__WRITTEN TASK 1__. According to the refugee sponsorship article, how much can it cost to sponsor a refugee family?

====== TEXT SECTION

The boom in Iraqi refugee sponsorships was fueled by 40 new refugee sponsorship committees or initiatives aimed at rescuing Iraqi refugees. The Office of Refugees, Archdiocese of Toronto is currently handling sponsorship files for  approximately 250 refugees from around the world.


The ordinary Catholic response to the plight of Iraqi Christian refugees has been the most significant development in Canada’s refugee system since faith groups across Canada pushed their government into creating the private refugee sponsorship system during the Vietnamese boat people crisis 30 years ago, Office of Refugees, Archdiocese of Toronto executive director Martin Mark told more than 100 Iraqi Christians and parish refugee advocates at the Salam Club in Toronto Dec. 3.

“It is you. It is not the government of Canada” who recognized the urgency of the Iraqi refugee crisis, said Mark.

To make the refugee sponsorship system work better, the archdiocese has launched a refugee sponsorship fund that will help parishes organize fundraising and expenses. Sponsoring a refugee family can cost as much as $40,000. The centralized banking and accounting system will make it easier for parishes to co-sponsor refugees.

Mark spent the summer in Syria, Lebanon and Jordan interviewing Christian refugee families and compiling a list of 700 sponsorship-eligible families. The list has been distributed to diocesan refugee offices across Canada so they can be matched up with parishes willing to sponsor a family.

Refugee sponsorship will not solve the problems of Middle Eastern Christians terrorized by militias and struggling under undemocratic, police-state regimes, said Archbishop Thomas Collins after reading his five-minute presentation to the Oct. 10-25 Synod of Bishops for the Middle East. While it’s important to provide a solution to Christians who can’t return home to Baghdad or Mosul, it’s just as important that Catholics here support Christian communities in the Middle East, said the archbishop.

“It (the Middle East) is our home. It is where Christianity comes from,” said Collins. “We are one body, one body in Christ and we do not stand alone.

“It’s outrageous that Christians should not be able to live in the Middle East in peace, where they have lived for 2,000 years.”

The Catholic Near East Welfare Association of Canada has received donations even from Muslims concerned by how Christian communities are being decimated in the region, said CNEWA Canada executive director Carl Hetu.

“The Christians of the Middle East, they’re being murdered. They’re being attacked,” said Hetu. “People need to know. They need to know what’s going on.”

“The most important thing that was said is that we must be persistent,” said Teresa Olegario of the refugee sponsorship committee at Sts. Peter and Paul parish in Mississauga.

The group has only recently formed and won’t likely greet a refugee family at the airport for another year.

Immigrants from the region are struggling to establish themselves in Canada, but they have to do more to sponsor refugees, said Tara Tokally from the Syrian Orthodox refugee committee.

“There is a need. There is a huge need. Their lives are in danger,” said Tokally.

============
====== DATA TO PROCESS

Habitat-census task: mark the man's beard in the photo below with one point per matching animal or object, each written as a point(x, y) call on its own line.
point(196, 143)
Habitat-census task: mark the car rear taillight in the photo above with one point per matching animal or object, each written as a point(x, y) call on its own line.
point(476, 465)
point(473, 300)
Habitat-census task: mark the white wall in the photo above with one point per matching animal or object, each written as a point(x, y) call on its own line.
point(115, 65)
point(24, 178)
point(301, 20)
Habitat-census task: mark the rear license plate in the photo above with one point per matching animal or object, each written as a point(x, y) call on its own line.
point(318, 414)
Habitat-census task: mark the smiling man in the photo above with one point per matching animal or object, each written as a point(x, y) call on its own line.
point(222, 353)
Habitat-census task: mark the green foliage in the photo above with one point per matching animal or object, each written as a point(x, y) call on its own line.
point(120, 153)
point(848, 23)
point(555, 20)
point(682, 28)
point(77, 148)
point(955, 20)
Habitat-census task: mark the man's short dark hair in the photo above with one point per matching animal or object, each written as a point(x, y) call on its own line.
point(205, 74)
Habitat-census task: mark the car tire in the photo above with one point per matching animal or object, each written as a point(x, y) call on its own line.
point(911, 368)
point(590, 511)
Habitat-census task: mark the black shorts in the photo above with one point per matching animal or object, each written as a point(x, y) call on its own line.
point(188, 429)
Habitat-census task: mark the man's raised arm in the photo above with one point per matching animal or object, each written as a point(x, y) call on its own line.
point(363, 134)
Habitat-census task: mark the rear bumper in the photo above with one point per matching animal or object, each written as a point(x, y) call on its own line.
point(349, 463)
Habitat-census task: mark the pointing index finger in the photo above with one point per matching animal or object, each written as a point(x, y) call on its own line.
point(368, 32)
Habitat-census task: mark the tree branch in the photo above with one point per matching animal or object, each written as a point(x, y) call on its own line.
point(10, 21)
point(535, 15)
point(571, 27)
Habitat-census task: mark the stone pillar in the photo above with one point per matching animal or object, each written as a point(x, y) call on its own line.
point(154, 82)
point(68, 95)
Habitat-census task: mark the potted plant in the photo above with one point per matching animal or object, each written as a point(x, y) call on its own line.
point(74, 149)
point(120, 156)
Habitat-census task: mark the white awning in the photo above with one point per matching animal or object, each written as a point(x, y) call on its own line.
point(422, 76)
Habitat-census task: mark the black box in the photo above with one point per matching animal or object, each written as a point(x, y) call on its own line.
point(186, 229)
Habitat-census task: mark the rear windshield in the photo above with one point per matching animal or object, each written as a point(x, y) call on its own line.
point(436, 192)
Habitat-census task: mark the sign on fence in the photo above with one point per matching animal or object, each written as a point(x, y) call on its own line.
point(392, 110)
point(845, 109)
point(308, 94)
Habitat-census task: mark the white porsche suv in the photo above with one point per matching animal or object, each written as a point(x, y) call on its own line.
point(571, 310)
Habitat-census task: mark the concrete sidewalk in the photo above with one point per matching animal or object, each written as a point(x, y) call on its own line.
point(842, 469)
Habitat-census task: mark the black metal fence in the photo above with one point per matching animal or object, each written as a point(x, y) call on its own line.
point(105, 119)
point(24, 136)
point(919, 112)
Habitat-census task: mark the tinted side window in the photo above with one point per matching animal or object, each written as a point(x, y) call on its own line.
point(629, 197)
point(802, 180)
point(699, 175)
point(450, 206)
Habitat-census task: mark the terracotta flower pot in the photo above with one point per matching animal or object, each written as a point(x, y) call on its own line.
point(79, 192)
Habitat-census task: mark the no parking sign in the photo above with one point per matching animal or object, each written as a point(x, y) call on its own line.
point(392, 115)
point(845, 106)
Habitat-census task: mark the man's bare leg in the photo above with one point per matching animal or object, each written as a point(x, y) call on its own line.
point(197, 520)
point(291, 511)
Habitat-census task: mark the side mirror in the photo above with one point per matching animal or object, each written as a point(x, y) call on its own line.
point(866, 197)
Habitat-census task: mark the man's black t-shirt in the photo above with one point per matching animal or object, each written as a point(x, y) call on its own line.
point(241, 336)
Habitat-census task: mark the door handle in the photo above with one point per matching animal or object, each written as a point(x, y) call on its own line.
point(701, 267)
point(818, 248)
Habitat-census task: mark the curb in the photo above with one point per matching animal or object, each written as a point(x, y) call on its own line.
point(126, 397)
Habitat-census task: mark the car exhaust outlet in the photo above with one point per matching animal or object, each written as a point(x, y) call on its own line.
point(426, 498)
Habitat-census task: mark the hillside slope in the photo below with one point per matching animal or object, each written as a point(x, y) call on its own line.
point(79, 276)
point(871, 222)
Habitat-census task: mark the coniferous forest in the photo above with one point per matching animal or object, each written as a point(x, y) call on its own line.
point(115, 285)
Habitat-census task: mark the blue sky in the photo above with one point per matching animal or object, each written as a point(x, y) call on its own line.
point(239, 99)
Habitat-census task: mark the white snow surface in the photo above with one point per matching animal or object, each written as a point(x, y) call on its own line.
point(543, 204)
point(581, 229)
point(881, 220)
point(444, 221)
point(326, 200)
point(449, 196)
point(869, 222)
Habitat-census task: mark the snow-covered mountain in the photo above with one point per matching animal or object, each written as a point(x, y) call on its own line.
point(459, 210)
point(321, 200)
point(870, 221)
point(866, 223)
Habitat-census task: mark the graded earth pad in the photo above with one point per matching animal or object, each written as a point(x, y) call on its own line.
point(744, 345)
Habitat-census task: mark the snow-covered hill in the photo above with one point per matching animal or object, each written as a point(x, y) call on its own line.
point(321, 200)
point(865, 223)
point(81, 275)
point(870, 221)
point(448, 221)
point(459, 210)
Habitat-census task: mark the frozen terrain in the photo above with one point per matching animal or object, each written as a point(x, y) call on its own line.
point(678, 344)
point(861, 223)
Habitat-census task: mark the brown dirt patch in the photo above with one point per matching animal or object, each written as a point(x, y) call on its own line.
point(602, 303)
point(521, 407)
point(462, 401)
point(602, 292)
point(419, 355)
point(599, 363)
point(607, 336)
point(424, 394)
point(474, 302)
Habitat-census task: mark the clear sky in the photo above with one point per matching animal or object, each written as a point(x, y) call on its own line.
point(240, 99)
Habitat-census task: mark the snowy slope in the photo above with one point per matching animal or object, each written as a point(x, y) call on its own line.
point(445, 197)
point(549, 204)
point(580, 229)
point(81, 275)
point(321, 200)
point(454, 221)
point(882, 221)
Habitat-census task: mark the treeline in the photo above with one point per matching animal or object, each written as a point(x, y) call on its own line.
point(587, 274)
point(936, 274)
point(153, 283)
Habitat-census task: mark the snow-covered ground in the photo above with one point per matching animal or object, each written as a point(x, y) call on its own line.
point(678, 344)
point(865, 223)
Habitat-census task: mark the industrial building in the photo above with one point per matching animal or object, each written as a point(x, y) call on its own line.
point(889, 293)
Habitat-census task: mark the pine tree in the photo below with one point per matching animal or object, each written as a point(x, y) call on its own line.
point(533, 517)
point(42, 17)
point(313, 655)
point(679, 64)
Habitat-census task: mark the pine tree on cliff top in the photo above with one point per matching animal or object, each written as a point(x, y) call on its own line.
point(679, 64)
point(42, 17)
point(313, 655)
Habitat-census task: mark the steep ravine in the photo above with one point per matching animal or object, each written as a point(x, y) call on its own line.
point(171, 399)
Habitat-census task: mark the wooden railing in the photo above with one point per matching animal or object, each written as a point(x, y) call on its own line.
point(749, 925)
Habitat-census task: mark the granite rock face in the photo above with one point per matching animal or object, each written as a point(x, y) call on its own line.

============

__WRITTEN TASK 2__. Please rewrite the listing starting at the line that contains "Habitat-census task: mark the smiling" and ending at the line that contains "point(590, 511)", with "foliage" changed to "leaves" and nothing else altered. Return only those lines.

__RIGHT ANSWER 1__. As much as $40,000.

__RIGHT ANSWER 2__.
Habitat-census task: mark the smiling man in the photo above with one point per matching animal or object, each written as a point(x, y) call on its own line.
point(222, 353)
Habitat-census task: mark the green leaves in the photo above with one point per matching animal or object, each written as a point(x, y) call on its own line.
point(120, 153)
point(848, 23)
point(555, 20)
point(682, 28)
point(77, 148)
point(955, 20)
Habitat-census task: mark the man's short dark hair in the photo above with one point per matching animal or object, each written as a point(x, y) call on its own line.
point(205, 74)
Habitat-census task: mark the car tire in the photo above with one point per matching animal or object, each written as a point(x, y) call on its own line.
point(911, 368)
point(590, 511)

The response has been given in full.